═════ RECORDS PROVIDED
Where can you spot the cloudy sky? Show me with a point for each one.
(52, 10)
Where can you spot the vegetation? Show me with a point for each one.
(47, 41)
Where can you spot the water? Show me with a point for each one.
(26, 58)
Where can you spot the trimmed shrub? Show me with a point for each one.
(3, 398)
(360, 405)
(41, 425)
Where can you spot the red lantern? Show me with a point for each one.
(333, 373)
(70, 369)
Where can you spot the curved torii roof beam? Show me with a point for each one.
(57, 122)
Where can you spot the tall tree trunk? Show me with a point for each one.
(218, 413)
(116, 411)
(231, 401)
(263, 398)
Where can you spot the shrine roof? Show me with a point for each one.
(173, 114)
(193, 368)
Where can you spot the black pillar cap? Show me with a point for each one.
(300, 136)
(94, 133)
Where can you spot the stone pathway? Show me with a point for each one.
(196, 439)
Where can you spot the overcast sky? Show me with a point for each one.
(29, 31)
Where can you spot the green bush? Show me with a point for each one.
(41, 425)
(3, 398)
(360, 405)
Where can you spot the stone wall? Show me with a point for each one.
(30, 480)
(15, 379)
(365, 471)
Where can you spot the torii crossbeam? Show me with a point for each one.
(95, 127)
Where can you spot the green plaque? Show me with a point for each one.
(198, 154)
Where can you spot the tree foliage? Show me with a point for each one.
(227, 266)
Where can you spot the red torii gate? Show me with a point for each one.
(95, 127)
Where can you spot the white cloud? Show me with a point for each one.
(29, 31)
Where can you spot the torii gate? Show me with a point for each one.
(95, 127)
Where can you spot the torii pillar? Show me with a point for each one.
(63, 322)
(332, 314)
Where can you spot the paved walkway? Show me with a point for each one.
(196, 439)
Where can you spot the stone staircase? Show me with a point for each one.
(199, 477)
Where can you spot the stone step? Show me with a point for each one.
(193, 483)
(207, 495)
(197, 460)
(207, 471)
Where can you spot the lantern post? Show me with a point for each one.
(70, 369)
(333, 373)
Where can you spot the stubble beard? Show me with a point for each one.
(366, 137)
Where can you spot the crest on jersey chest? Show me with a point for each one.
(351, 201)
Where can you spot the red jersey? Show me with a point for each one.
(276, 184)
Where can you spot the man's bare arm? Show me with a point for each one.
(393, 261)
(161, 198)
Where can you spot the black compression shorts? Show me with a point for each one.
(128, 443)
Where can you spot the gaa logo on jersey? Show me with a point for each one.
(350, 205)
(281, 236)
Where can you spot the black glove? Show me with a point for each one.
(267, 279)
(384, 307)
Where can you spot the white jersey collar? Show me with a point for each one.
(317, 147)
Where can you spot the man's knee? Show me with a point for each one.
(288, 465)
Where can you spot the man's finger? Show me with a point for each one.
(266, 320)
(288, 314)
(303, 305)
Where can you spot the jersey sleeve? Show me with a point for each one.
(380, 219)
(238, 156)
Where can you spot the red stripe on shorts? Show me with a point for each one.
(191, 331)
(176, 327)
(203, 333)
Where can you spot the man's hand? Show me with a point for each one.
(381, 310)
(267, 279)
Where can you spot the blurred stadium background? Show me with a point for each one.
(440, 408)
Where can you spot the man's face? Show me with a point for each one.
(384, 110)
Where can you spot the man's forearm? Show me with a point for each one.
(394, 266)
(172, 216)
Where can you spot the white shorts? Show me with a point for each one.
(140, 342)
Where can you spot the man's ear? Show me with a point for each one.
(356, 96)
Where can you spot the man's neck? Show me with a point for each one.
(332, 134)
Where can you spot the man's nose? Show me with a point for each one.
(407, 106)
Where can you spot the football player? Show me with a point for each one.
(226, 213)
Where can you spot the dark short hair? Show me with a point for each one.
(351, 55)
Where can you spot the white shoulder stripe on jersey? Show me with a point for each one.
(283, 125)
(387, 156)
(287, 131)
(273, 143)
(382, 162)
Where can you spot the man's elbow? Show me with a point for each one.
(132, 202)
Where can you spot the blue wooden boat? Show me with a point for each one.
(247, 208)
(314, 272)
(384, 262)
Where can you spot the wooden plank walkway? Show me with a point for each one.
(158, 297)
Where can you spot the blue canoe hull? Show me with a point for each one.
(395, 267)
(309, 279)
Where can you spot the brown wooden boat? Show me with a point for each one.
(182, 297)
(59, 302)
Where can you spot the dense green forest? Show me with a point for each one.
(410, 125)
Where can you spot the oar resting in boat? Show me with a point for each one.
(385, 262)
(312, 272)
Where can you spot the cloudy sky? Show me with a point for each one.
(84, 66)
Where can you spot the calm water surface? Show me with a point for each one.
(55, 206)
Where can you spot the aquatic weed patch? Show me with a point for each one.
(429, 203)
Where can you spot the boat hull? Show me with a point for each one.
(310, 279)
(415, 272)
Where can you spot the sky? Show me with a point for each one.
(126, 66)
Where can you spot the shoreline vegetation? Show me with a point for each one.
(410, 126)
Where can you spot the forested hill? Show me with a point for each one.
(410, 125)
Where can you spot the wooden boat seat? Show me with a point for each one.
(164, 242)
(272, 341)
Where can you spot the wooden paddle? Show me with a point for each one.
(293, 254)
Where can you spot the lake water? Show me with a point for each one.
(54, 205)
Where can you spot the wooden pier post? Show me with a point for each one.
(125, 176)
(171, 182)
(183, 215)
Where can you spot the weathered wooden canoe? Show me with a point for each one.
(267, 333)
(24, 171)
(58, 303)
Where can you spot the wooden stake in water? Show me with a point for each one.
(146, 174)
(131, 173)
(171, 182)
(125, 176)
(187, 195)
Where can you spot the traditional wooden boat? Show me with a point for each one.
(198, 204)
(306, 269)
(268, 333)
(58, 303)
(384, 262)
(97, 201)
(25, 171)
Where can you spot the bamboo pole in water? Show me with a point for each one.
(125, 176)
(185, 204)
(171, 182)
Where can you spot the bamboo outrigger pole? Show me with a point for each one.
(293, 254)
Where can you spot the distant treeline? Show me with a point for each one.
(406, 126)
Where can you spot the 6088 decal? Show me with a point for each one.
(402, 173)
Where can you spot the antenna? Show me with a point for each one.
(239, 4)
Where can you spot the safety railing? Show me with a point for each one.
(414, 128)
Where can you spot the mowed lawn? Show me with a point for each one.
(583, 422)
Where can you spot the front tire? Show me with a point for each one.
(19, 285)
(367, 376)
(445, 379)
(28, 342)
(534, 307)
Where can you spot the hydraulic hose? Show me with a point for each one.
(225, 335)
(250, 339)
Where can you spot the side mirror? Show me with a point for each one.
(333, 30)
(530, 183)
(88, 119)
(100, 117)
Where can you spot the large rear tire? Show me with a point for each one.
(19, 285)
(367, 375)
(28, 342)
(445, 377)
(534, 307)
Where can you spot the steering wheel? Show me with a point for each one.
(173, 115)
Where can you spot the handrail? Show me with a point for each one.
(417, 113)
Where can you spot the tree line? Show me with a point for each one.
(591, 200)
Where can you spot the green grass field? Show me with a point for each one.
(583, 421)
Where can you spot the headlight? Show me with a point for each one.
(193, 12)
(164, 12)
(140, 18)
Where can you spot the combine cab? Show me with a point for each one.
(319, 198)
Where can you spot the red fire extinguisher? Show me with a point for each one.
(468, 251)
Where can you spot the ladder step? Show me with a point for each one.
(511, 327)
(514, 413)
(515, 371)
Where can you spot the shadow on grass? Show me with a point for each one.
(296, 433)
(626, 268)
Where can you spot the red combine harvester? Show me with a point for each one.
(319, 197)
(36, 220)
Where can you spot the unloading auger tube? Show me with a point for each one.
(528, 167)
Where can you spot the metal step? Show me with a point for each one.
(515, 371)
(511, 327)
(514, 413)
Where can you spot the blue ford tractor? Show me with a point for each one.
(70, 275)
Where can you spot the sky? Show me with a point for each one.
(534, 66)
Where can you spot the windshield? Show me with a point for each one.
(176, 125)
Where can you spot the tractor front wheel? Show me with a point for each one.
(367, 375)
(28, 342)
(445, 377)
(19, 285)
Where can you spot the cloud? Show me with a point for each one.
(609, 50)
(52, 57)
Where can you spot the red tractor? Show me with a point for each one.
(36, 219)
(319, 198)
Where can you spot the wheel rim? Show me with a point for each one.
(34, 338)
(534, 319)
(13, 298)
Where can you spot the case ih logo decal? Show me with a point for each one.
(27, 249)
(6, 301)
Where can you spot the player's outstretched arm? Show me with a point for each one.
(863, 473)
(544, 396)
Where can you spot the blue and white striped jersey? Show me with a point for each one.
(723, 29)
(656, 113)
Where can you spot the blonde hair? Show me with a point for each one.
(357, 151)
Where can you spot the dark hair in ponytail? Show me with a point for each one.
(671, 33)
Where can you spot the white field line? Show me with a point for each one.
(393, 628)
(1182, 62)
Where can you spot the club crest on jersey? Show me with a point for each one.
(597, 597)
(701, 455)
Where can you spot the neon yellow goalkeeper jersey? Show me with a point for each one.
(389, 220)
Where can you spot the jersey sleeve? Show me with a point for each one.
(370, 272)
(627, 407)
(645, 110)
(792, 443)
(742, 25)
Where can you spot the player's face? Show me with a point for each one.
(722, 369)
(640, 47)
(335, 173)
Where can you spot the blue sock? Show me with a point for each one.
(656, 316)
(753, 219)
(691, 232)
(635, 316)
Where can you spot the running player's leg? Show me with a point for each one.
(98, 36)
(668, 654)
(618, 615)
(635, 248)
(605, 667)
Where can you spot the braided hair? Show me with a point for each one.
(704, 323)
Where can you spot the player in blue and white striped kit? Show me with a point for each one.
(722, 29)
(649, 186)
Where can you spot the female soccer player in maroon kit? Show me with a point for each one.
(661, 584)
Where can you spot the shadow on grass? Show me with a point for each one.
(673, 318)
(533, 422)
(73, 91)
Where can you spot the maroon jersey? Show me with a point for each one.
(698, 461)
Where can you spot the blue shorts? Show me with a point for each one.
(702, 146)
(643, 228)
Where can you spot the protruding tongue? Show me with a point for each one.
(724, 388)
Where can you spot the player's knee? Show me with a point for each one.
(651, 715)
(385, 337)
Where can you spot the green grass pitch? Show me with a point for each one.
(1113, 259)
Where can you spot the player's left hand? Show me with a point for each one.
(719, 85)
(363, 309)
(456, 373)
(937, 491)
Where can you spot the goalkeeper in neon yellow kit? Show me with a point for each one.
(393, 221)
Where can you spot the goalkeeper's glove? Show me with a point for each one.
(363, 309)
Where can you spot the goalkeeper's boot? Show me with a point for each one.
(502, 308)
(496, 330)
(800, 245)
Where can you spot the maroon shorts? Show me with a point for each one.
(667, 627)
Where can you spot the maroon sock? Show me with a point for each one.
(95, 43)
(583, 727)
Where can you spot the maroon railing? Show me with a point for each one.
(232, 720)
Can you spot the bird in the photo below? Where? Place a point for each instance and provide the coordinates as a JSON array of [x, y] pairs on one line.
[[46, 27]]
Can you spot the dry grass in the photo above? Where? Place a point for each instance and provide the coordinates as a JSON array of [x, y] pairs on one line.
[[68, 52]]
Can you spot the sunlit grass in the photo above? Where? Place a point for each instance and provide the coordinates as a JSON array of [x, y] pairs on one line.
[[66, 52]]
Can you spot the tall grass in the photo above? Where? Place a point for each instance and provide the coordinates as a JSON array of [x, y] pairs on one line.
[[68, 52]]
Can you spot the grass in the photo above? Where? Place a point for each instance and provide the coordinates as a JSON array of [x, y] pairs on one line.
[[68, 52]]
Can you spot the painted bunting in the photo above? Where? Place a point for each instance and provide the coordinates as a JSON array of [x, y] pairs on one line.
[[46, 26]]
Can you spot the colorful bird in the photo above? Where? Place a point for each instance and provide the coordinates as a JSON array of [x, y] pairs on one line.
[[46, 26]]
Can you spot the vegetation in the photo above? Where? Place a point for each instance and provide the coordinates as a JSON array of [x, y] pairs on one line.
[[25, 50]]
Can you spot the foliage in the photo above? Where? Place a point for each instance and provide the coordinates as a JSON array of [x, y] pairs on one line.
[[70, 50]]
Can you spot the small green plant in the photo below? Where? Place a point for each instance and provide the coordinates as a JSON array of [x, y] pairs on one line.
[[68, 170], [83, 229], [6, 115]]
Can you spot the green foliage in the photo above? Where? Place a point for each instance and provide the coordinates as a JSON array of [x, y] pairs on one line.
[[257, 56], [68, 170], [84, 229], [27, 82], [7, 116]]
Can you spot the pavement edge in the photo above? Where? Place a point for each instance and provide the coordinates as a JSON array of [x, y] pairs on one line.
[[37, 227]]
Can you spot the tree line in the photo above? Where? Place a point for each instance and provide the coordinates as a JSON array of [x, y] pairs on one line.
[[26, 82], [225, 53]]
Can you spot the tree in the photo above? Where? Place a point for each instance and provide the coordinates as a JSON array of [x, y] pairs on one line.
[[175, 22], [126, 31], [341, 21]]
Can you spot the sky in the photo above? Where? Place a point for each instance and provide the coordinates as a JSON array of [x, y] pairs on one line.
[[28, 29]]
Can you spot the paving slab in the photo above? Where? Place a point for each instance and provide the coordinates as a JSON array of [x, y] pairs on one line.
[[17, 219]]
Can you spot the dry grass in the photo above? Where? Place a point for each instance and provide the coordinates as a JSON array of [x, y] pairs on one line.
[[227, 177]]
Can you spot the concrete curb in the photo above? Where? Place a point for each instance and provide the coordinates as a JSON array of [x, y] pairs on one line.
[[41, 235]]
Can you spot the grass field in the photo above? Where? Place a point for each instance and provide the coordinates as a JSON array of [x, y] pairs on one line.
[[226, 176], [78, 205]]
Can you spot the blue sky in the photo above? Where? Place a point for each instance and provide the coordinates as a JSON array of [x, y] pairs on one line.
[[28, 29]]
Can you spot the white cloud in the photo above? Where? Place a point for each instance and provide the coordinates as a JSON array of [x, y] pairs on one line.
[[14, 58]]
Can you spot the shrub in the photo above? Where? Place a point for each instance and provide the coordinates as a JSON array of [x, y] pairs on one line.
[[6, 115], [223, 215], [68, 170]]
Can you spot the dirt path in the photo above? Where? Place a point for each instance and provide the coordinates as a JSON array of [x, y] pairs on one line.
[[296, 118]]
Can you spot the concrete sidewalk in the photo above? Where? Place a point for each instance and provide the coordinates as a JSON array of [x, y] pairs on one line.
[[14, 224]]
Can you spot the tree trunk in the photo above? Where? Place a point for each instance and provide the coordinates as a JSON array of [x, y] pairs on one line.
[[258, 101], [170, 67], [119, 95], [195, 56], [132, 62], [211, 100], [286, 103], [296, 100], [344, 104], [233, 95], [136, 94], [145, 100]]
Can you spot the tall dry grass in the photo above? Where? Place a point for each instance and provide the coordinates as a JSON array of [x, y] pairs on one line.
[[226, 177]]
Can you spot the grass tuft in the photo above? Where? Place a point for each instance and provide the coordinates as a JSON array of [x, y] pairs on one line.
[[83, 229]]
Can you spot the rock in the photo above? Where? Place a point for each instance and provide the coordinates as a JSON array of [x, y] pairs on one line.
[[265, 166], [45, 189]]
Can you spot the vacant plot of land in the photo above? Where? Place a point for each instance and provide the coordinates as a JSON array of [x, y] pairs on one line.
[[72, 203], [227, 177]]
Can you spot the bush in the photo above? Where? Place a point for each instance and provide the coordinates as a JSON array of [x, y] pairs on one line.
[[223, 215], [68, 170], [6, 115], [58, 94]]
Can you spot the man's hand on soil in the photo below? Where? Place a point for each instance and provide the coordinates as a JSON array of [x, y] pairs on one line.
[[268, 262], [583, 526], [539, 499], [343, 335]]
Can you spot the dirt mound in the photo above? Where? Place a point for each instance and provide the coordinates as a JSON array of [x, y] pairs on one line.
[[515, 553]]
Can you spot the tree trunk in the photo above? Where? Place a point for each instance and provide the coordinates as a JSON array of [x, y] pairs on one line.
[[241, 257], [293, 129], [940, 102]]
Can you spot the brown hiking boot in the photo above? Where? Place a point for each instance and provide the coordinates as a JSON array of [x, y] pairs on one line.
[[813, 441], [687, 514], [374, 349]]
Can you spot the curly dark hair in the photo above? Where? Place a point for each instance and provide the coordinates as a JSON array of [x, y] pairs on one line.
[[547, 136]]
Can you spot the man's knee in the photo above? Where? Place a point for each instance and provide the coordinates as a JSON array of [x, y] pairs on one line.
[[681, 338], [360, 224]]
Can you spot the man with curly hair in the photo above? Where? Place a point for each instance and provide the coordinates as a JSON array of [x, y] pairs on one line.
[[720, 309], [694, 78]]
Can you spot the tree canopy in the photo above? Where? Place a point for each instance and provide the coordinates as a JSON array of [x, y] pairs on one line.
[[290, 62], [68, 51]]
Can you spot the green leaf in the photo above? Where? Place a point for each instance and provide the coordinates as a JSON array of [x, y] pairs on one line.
══════════
> SHORT EXERCISE
Return the line that contains "Can you spot the dirt mound" and all lines after it, verbatim, and nothing else.

> THE COMPLETED TASK
Can you spot the dirt mound in the photo above? Where? Place a point for each instance and provide the coordinates as a JSON array of [x, y] pairs on one line.
[[515, 553]]
Can you spot the tree trunk in the photo above? Where? Place a point for each instance and provide the coordinates as a JSON array of [x, y] pairs on one line.
[[241, 257], [293, 129], [940, 102]]
Can you spot the brown hiking boot in the photo above? Where? Place a point for each instance and provide the coordinates as a JSON array of [x, y] pairs on one line.
[[813, 441], [687, 514], [374, 349]]
Can you spot the curly dark hair in the photo above? Where? Place a point for each instance and provide the coordinates as a JSON array of [x, y] pairs on one line.
[[547, 136]]
Can you spot the man's knee in the photo above? Where? Place a point for each instance and provide the coordinates as a JSON array of [x, y] pairs on one line.
[[681, 338], [360, 224]]
Can you spot the man with curly hair in the photo above? Where? Place a point for each instance and provide the coordinates as a JSON array of [x, y] pairs on one line.
[[720, 309], [694, 78]]
Can you spot the tree canopy in the photo above? Where? Place a point for each instance and provide the coordinates as a JSON array of [x, y] pairs on one line.
[[290, 62], [68, 51]]
Can you spot the green leaf in the photo above? Where? Place a point for each instance and provide the coordinates as a JSON array of [x, y] pairs on one line.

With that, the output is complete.